> _WHAT YOU ARE ASKED TO DO_: Copy the listing below word for word, from start to finish, leaving out the pictures.

> _DATA LISTING_:
——————————

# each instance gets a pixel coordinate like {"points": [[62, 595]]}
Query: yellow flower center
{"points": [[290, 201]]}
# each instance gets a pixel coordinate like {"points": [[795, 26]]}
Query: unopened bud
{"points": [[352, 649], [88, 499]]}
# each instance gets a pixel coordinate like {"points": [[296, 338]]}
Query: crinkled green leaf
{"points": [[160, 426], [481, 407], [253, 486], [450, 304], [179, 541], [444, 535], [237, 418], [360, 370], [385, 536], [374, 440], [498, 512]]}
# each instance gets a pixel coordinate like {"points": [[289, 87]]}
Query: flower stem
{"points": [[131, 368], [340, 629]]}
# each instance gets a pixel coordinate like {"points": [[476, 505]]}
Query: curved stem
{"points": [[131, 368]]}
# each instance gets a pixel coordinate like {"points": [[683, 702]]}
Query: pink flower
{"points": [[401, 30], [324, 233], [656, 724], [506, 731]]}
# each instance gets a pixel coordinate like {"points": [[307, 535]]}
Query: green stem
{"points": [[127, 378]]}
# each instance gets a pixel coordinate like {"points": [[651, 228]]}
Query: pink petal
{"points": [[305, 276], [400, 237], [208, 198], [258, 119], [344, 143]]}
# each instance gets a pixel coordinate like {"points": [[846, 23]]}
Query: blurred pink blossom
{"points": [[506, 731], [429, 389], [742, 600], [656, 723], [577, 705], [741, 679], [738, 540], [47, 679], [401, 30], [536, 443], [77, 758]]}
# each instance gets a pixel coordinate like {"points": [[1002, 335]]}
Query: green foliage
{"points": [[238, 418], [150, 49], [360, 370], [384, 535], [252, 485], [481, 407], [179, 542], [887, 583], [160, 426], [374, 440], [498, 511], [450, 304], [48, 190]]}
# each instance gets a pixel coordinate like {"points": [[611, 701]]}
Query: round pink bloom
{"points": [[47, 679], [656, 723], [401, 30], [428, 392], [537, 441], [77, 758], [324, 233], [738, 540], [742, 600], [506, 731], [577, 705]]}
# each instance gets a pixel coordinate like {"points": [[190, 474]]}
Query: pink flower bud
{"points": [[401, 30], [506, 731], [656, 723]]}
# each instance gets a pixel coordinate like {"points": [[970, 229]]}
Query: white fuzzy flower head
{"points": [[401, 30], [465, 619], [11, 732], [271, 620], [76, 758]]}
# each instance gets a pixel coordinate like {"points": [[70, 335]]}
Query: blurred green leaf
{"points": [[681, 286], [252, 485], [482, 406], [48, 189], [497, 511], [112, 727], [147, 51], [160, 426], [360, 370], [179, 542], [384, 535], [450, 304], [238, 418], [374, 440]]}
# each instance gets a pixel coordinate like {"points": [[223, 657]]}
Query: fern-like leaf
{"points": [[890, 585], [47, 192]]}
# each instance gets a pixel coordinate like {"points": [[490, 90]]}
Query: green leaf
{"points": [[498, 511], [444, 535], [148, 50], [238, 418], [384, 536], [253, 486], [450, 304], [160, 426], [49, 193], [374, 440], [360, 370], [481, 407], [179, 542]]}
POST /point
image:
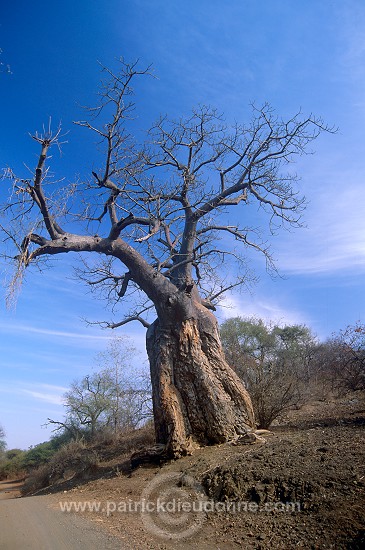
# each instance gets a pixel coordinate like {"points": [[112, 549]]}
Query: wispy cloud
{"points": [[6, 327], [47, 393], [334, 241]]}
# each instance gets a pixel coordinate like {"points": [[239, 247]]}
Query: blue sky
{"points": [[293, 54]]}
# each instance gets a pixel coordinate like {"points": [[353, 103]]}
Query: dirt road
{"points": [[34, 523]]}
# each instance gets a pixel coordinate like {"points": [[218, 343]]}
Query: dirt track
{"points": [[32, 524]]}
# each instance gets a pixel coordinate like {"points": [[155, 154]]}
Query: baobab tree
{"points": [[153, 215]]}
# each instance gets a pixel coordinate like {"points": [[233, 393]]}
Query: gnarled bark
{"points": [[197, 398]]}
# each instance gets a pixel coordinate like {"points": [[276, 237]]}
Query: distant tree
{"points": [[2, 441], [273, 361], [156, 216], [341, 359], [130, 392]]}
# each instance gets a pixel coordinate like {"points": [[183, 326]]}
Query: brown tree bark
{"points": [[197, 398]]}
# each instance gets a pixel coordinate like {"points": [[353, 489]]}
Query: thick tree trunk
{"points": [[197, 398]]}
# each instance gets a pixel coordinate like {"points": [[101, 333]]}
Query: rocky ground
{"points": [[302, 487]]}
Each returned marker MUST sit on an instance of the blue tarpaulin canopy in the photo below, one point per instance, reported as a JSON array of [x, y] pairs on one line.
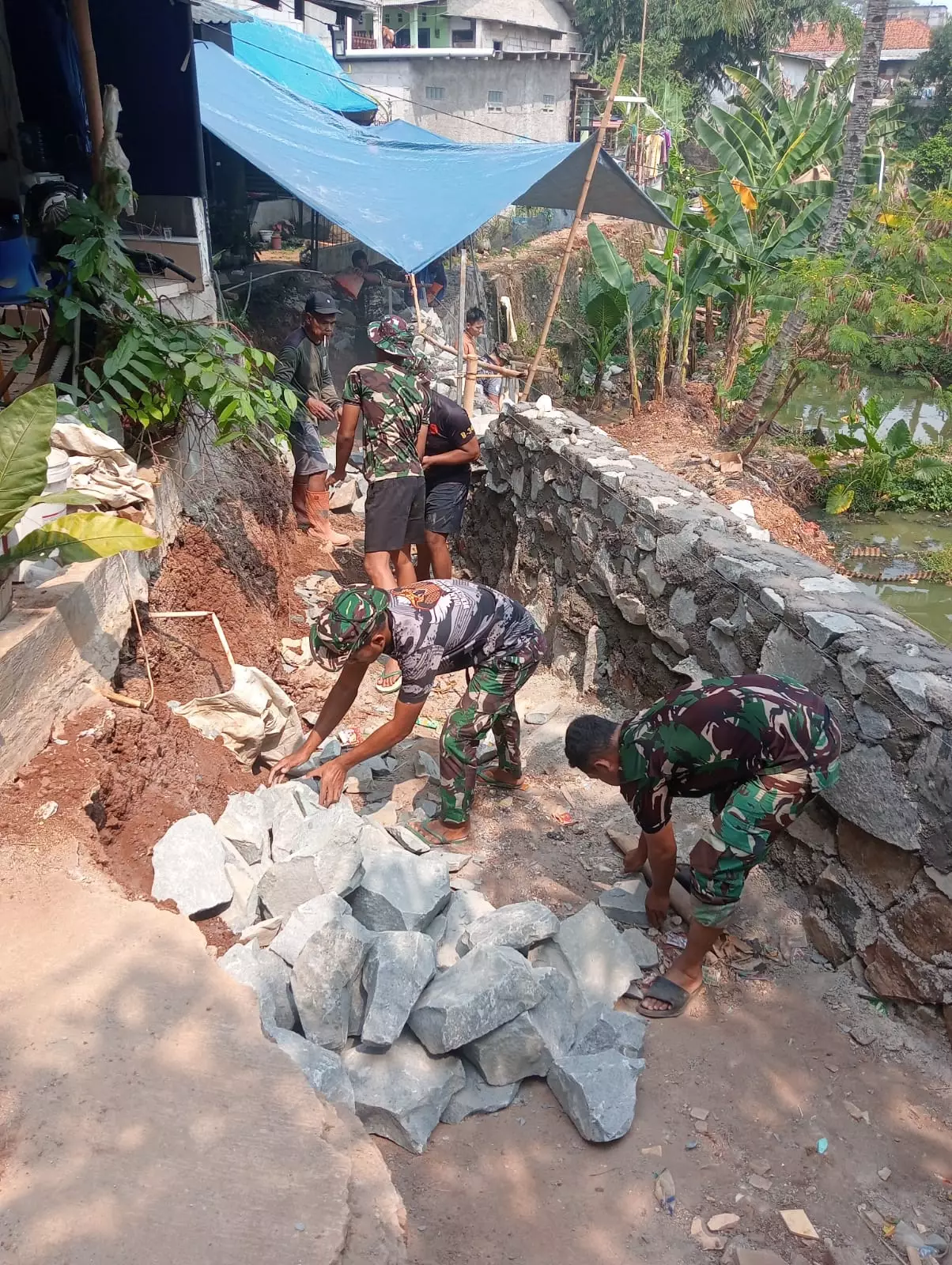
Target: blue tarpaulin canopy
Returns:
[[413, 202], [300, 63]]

——————————

> _RESULT FOR THIS EXERCISE_:
# each instance gets a pixel coordinate like {"points": [[62, 595]]}
Query: yellow flower center
{"points": [[290, 201]]}
# each instance gets a pixel coordinate like {"points": [[795, 26]]}
Query: unopened bud
{"points": [[352, 649], [88, 499]]}
# each instance gets a pixel coordinate like {"points": [[296, 338]]}
Query: crinkled green leaf
{"points": [[160, 426], [481, 407], [253, 486], [450, 304], [179, 541], [444, 535], [237, 418], [360, 370], [385, 536], [374, 440], [498, 512]]}
# each instance gets a pixel coordinate like {"points": [[289, 87]]}
Query: flower stem
{"points": [[131, 368], [340, 629]]}
# each instance gets a pixel coordinate like {"points": [[476, 505]]}
Query: curved stem
{"points": [[131, 368]]}
# each instance gets a pixel coordinate like {"points": [[683, 702]]}
Query: pink flower
{"points": [[401, 30], [324, 233], [656, 724], [506, 731]]}
# each instance gets a pixel coordinate like {"points": [[307, 535]]}
Query: green stem
{"points": [[127, 378]]}
# each instance gets a pixel coordinate like {"points": [[651, 228]]}
Query: pink petal
{"points": [[305, 276], [400, 237], [208, 198], [258, 119], [344, 143]]}
# each instance gets a pixel coordinate like {"points": [[846, 23]]}
Query: blurred pink blossom
{"points": [[506, 731], [429, 389], [742, 600], [656, 723], [577, 705], [741, 679], [738, 540], [47, 679], [401, 30], [536, 443], [77, 758]]}
# each instance gets a pixel coordinate like {"points": [[1002, 335]]}
Query: green foliage
{"points": [[238, 418], [150, 49], [360, 370], [384, 535], [252, 485], [481, 407], [179, 542], [887, 583], [160, 426], [374, 440], [498, 511], [450, 304], [48, 190]]}
# each instance gets a pixel coordinate like {"points": [[611, 701]]}
Query: round pink bloom
{"points": [[47, 679], [656, 723], [401, 30], [428, 392], [537, 441], [77, 758], [324, 233], [738, 540], [742, 600], [506, 731], [577, 705]]}
# each instance gets a pixel coordinate like {"points": [[190, 474]]}
Query: pink flower bud
{"points": [[401, 30], [506, 731], [656, 723]]}
# each instance gets a pixel coordinate like {"points": [[970, 229]]}
Query: white fuzzy flower head
{"points": [[401, 30], [465, 619], [11, 732], [271, 620], [76, 758]]}
# each instance gets a pixel coordinate like {"points": [[70, 335]]}
Query: blurred green leaf
{"points": [[681, 286], [252, 485], [482, 406], [48, 189], [497, 511], [112, 727], [147, 51], [160, 426], [360, 370], [179, 542], [384, 535], [450, 304], [238, 418], [374, 440]]}
# each instance gets a pixel coordinate like {"points": [[223, 657]]}
Query: fern-like leaf
{"points": [[890, 585], [47, 192]]}
# each instance gets a pixel coordinate like {"points": [[490, 90]]}
Query: green leaf
{"points": [[498, 511], [444, 535], [148, 50], [238, 418], [384, 536], [253, 486], [450, 304], [160, 426], [49, 193], [374, 440], [360, 370], [481, 407], [179, 542]]}
POST /point
image:
# each instance gets a pixel coordinate like {"points": [[112, 549]]}
Query: wispy cloud
{"points": [[6, 327], [47, 393], [334, 241]]}
# each instance gets a pixel coordinate like {"points": [[239, 247]]}
Query: blue sky
{"points": [[293, 54]]}
# each instance gets a pixel coordinate like {"points": [[353, 103]]}
Query: dirt road
{"points": [[34, 523]]}
# each instance gets a pixel coordinate like {"points": [[218, 343]]}
Query: dirt track
{"points": [[32, 524]]}
# each instance gets a pixel coordinate like {"points": [[155, 154]]}
Query: baobab tree
{"points": [[153, 215]]}
# each instance gets a pixel coordinate like {"points": [[233, 393]]}
Query: gnarled bark
{"points": [[197, 398]]}
# each instance gets a pixel coordinate like {"points": [[276, 237]]}
Query: distant tree
{"points": [[2, 441], [273, 361], [156, 216], [341, 359], [130, 392]]}
# each instance gets a pixel coordinate like {"points": [[183, 326]]}
Query: brown tree bark
{"points": [[197, 398]]}
# each instance gets a pixel coordinate like {"points": [[353, 489]]}
Query: thick tree trunk
{"points": [[197, 398]]}
# each instance gets a pixel coordinate like {"points": [[101, 333]]}
Query: rocky ground
{"points": [[302, 487]]}
Each returned marker MUST sit on an instance of the blue tarpaulin canopy in the photo below, one point per instance, reported as a JSON array of [x, y] pairs on one line.
Target: blue tarpaulin canopy
Returns:
[[413, 202], [300, 63]]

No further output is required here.